• Work to complete: In the entries below, find the line with "143L344 172L358 181L450" and print exactly every line from there up to and including the line with "box: [270, 81, 310, 107]", with no other lines.

• Data in this exercise:
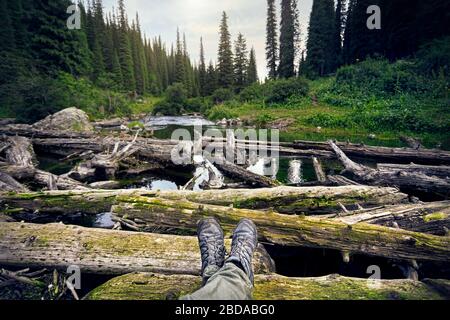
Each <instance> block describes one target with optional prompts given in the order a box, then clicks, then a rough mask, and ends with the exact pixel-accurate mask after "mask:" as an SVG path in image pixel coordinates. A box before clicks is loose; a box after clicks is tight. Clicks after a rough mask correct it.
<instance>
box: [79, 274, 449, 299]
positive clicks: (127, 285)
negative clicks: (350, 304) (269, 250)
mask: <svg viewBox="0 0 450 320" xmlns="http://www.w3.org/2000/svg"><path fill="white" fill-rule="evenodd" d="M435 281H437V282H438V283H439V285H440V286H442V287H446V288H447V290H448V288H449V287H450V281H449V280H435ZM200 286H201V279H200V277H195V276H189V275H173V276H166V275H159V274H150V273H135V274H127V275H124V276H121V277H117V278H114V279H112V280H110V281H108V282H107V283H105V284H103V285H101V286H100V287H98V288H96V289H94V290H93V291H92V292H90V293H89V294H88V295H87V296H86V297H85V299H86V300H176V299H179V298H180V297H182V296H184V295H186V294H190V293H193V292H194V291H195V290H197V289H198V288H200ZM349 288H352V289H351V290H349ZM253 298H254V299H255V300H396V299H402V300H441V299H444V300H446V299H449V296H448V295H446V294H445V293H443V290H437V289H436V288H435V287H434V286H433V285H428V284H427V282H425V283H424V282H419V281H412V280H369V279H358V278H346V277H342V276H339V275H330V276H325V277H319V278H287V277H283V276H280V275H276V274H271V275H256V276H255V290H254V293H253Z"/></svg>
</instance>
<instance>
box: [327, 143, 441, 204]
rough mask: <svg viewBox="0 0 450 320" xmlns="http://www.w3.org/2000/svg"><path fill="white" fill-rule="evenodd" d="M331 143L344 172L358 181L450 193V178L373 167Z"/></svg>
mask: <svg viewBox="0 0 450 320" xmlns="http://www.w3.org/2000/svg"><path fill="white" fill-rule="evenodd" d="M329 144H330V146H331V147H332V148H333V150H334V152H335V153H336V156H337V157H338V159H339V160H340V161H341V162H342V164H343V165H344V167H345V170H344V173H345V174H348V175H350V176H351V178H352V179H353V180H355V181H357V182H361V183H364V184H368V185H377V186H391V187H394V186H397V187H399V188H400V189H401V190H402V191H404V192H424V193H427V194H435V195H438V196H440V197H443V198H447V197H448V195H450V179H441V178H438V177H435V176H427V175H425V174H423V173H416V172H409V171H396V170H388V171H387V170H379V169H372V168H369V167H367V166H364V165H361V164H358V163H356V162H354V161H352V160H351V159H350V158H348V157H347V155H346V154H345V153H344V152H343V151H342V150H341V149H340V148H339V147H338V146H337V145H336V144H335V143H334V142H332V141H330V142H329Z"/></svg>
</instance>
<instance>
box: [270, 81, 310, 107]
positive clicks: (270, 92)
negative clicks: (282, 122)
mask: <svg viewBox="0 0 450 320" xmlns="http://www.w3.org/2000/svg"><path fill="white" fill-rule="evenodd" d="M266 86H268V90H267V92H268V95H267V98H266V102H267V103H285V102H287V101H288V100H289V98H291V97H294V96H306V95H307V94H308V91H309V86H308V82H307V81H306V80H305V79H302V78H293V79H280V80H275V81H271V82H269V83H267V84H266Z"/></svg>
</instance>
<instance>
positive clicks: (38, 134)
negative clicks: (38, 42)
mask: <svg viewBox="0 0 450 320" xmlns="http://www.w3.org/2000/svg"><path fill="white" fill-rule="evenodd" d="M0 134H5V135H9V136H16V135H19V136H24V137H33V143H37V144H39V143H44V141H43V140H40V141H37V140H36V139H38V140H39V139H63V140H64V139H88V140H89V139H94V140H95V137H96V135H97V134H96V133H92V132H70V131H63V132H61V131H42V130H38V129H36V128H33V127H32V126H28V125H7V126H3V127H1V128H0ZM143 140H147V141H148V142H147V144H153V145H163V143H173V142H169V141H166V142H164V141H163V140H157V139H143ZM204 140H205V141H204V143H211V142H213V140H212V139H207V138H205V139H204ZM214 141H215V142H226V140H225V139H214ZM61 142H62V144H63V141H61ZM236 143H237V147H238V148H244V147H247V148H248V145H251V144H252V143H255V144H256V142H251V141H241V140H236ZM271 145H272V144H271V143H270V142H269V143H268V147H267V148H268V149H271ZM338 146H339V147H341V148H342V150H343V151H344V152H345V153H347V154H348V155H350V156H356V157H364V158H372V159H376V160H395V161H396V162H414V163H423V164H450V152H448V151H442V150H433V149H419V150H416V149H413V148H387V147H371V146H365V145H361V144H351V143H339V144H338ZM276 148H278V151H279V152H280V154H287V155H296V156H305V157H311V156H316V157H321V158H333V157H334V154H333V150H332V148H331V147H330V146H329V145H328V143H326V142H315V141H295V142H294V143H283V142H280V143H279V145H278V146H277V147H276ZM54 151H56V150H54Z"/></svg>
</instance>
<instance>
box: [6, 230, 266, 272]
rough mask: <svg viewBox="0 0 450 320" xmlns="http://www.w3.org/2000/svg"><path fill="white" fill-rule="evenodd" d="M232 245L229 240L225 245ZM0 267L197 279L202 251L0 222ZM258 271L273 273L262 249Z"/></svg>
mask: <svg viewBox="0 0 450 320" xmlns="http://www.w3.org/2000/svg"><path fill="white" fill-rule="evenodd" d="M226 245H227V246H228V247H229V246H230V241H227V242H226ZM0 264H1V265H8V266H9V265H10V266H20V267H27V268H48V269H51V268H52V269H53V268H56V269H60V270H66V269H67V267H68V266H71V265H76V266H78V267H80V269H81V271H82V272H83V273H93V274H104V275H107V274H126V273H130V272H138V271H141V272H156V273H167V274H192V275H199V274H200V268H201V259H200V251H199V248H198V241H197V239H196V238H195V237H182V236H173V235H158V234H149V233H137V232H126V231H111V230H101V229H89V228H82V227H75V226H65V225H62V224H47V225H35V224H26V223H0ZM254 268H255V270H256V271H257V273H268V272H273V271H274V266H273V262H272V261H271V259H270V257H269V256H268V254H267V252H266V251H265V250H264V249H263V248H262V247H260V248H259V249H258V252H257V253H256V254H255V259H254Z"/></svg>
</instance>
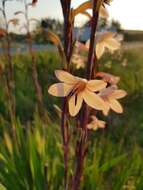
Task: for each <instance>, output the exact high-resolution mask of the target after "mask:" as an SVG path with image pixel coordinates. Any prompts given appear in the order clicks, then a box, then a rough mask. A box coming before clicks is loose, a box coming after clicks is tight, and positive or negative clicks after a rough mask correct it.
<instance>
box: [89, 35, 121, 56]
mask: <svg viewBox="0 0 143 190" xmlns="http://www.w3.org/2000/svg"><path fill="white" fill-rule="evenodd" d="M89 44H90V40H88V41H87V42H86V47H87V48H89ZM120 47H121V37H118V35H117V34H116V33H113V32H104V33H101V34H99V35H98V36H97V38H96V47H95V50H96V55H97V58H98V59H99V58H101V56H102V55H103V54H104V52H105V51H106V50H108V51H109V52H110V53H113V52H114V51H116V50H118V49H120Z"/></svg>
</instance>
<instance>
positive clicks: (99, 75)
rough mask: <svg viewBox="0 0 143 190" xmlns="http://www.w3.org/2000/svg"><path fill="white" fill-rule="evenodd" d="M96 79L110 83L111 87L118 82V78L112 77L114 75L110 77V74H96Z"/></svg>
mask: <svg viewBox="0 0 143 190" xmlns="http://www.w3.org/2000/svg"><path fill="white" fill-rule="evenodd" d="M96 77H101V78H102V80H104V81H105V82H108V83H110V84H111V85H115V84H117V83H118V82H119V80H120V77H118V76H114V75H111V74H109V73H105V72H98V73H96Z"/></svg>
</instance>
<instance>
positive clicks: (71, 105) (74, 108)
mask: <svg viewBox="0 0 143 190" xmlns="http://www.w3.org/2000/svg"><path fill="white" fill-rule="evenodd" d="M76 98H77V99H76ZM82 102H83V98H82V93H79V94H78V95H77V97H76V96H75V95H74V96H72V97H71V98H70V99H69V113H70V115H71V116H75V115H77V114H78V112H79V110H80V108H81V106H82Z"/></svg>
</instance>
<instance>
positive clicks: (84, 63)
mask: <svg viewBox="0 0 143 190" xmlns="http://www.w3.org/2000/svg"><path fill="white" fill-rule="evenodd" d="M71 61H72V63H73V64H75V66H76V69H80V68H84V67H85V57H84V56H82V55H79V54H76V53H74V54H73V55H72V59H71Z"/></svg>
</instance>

• Answer:
rough mask: <svg viewBox="0 0 450 320" xmlns="http://www.w3.org/2000/svg"><path fill="white" fill-rule="evenodd" d="M331 143L344 172L358 181L450 193V178L373 167Z"/></svg>
mask: <svg viewBox="0 0 450 320" xmlns="http://www.w3.org/2000/svg"><path fill="white" fill-rule="evenodd" d="M329 144H330V146H331V147H332V148H333V150H334V152H335V153H336V156H337V157H338V159H339V160H340V161H341V162H342V164H343V165H344V167H345V170H344V173H345V174H348V175H350V176H351V178H352V179H353V180H355V181H357V182H361V183H364V184H368V185H377V186H391V187H394V186H397V187H399V188H400V189H401V190H402V191H404V192H424V193H427V194H435V195H438V196H440V197H443V198H447V197H448V195H450V179H441V178H438V177H435V176H427V175H425V174H423V173H416V172H409V171H396V170H388V171H387V170H379V169H372V168H369V167H367V166H364V165H361V164H358V163H356V162H354V161H352V160H351V159H350V158H348V157H347V155H346V154H345V153H344V152H343V151H342V150H341V149H340V148H339V147H338V146H337V145H336V144H335V143H334V142H332V141H330V142H329Z"/></svg>
</instance>
<instance>
box: [270, 81, 310, 107]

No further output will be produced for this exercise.